Requirements:
Swap every "inspect" for "examine" in the records, starting at the first line and ending at the line that contains "[590,85,617,95]", and give those lines back with nothing else changed.

Records for this exercise:
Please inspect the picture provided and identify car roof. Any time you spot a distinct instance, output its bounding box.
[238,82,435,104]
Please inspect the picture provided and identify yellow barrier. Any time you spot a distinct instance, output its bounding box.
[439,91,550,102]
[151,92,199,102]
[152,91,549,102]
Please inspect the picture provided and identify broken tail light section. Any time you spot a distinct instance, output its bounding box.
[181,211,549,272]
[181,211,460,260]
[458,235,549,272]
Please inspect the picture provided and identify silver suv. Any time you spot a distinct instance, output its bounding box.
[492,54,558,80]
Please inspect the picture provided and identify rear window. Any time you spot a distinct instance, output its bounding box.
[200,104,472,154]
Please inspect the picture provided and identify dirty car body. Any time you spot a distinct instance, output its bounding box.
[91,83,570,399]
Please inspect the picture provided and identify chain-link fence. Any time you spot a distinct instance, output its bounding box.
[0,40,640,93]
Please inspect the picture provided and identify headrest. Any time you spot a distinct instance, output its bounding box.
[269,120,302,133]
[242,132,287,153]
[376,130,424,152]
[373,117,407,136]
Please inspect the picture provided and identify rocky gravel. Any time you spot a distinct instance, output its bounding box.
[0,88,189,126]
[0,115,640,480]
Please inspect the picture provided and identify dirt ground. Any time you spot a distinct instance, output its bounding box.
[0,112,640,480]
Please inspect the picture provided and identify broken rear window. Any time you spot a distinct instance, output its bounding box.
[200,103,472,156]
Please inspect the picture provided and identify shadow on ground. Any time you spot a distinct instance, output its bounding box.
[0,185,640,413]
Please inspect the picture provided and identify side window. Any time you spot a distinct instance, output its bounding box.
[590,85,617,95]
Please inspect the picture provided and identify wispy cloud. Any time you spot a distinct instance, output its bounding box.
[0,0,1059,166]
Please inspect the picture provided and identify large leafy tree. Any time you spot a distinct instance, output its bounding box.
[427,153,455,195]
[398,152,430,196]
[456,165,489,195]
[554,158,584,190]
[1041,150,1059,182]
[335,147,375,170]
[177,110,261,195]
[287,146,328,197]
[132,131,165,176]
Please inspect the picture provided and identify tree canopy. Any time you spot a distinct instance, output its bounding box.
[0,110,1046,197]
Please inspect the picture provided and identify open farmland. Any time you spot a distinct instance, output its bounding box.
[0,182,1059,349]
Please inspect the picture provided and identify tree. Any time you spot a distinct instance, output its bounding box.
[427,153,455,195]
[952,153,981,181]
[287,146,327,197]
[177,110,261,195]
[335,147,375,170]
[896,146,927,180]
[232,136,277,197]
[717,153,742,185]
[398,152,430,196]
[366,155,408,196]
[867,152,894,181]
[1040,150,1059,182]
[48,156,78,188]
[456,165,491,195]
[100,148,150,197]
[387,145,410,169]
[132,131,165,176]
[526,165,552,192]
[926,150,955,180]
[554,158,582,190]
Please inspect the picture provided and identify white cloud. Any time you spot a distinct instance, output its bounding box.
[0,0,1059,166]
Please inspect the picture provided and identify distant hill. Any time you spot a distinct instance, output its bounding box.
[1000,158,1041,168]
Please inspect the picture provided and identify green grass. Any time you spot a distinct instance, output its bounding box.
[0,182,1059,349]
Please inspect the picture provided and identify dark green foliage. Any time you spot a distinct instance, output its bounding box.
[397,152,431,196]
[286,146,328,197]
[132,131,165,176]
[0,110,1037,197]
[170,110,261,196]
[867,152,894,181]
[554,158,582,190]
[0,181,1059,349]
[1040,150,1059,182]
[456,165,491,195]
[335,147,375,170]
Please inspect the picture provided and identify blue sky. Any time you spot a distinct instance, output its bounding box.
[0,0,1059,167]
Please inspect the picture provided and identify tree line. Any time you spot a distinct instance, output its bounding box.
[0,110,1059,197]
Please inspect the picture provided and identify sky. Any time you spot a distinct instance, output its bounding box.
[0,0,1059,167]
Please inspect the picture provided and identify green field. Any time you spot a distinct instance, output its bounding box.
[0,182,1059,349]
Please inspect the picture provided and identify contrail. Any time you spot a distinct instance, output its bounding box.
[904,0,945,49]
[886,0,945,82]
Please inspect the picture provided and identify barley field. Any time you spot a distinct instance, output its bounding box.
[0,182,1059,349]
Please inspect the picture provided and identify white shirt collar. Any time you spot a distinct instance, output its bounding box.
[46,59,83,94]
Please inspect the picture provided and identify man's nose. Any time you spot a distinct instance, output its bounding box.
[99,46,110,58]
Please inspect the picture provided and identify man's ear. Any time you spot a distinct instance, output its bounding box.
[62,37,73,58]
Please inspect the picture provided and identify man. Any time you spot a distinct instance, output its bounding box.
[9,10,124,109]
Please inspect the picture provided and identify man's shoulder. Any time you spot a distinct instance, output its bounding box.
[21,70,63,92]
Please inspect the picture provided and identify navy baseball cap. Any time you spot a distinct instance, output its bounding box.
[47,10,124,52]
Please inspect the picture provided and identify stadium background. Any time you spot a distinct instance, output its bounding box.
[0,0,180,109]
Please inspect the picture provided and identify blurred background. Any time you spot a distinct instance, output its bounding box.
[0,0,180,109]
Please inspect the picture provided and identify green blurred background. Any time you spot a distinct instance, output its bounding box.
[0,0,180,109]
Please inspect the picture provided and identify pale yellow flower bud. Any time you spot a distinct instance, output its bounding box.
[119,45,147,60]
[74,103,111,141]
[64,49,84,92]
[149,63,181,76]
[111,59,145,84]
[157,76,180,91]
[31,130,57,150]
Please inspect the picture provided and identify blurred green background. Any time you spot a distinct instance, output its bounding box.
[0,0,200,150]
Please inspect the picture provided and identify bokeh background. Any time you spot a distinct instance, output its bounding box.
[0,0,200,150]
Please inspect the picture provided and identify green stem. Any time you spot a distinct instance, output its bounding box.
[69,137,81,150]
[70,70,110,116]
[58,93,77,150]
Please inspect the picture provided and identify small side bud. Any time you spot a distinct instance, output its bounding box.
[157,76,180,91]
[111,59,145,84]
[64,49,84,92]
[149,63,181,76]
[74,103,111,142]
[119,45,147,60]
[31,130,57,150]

Completed task:
Please examine the picture provided and identify car roof. Any time you spot a distinct instance, output its bounding box.
[238,82,435,104]
Please examine the picture provided and identify yellow barrier. Any time you spot a distinct instance, output its bounding box.
[439,91,550,102]
[151,92,199,102]
[152,91,549,102]
Please examine the picture provided and identify broken tail light section. Any time you spot a distinct instance, output its bounding box.
[181,211,549,272]
[181,211,460,260]
[458,235,549,272]
Please examine the picture provided and identify silver suv. Any time you spot a distinct instance, output its bounding box.
[492,54,558,80]
Please examine the picture provided and identify rear window. Any time you spot a distinct instance, output its bounding box.
[200,104,472,154]
Please examine the picture provided and identify dirty car body. Any time you spot a distinct instance, output its bounding box.
[91,83,570,399]
Please examine the picture provided and identify chain-link fence. Any time you spot a distinct instance, output its bounding box.
[0,40,640,93]
Please examine the picture provided and identify headrest. Any time you spot a distinct instance, output its bounding box.
[269,120,302,133]
[242,132,287,153]
[376,130,424,152]
[373,117,407,136]
Please examine the picture provided and identify rocky gravel. Any time you spot a distinct instance, output its bounding box.
[0,88,189,126]
[0,115,640,480]
Please examine the picture provided and identify dirt ground. Any time you spot a distinct instance, output its bounding box.
[0,112,640,480]
Please examine the picture provided and identify broken rear window. Any time you spot a distinct instance, output its bounding box.
[200,103,472,156]
Please examine the picture provided and identify shadow on ground. Any time you spot a distinct instance, output its bounding box.
[0,185,640,413]
Please examine the picture provided and identify side window. Any time you spot a distinct instance, output its bounding box.
[590,85,617,95]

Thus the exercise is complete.